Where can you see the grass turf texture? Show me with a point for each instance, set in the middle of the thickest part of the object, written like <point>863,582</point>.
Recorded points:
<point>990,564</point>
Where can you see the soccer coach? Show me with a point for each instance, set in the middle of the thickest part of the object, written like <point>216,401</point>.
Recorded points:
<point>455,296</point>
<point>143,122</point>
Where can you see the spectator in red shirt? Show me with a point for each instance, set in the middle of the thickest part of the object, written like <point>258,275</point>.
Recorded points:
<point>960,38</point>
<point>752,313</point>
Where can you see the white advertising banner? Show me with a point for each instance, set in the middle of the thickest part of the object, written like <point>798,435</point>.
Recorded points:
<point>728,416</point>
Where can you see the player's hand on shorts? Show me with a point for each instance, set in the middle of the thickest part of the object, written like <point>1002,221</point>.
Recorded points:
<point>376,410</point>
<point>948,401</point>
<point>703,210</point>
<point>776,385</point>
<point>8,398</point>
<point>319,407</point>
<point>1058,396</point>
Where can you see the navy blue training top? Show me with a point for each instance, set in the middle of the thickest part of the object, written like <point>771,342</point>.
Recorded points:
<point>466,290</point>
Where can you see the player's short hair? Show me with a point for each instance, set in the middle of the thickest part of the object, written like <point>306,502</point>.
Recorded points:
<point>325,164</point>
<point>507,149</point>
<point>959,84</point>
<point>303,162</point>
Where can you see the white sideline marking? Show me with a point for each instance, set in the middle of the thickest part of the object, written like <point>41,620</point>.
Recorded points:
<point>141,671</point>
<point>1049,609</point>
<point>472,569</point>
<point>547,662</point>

---

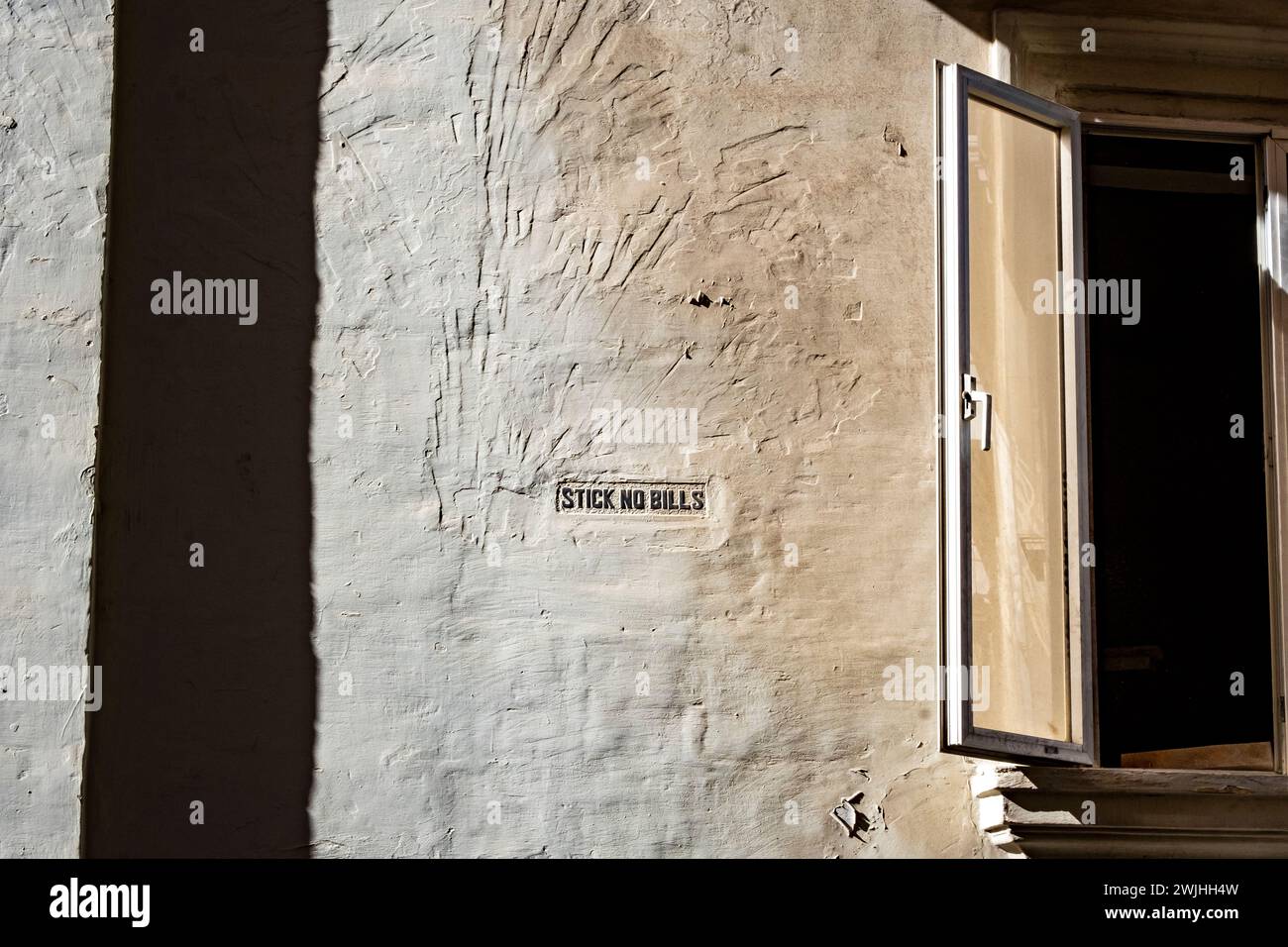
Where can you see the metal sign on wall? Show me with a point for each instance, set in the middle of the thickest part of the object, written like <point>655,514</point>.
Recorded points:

#### Task goal:
Reproduce, word for word, everything in the records above from the line containing "Where can you see the soccer" down to the line containing "<point>143,122</point>", including both of those lines.

#### Full answer:
Where can you see the soccer coach? Show me with a point for each instance, set in the middle of the thickest part of the object, written like <point>216,401</point>.
Recorded points:
<point>455,296</point>
<point>143,122</point>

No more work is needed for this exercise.